- _Problem details_: Please turn everything from the line containing "Place one marker on each instance of the blurred" down to the line containing "Target: yellow spot on leaf" into a numbered list, both of those lines included. Leave out any blank lines.

+++ Material for this exercise +++

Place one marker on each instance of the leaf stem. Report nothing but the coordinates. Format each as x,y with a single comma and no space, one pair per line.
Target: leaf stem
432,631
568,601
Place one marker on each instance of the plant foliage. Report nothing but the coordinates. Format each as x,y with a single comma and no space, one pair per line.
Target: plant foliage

+++
+++ Material for this exercise +++

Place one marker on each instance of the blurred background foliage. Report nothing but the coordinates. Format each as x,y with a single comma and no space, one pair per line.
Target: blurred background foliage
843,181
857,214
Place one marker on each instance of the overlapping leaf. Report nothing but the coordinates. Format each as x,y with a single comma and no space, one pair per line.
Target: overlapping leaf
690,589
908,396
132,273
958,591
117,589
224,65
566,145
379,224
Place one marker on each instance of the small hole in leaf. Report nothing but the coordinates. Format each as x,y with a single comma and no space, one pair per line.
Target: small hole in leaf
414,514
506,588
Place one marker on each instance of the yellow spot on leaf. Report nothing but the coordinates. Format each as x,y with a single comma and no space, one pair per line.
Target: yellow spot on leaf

+++
+++ Material for this exercise +++

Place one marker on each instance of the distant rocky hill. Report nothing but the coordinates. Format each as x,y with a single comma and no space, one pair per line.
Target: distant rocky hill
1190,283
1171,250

+++

- _Output for this exercise_:
1. Place one marker on each instance of the blurred background foliage. Report nothing but the coordinates. Format each as x,y with a single comma and no space, one pair per line.
2. Target: blurred background foliage
3. 843,181
4. 857,214
5. Place one marker on each instance of the overlapping leaf. Report nothing but the coordinates. Format each as x,y with a single comma and no space, one pair per line.
6. Target: overlapping leaf
7. 690,589
8. 908,396
9. 132,273
10. 958,591
11. 117,589
12. 224,65
13. 566,145
14. 379,224
15. Place one marker on each instance of the small hole in leaf. Report nothing but the coordinates. Format each as x,y with a single comma and no space, one pair per line.
16. Target: small hole in leaf
17. 414,514
18. 506,588
19. Place one marker on each instance of the yellow spot on leaf. Report nothing but the coordinates. Format each as x,y with a single comma and no space, one pair per line.
20. Target: yellow spot on leaf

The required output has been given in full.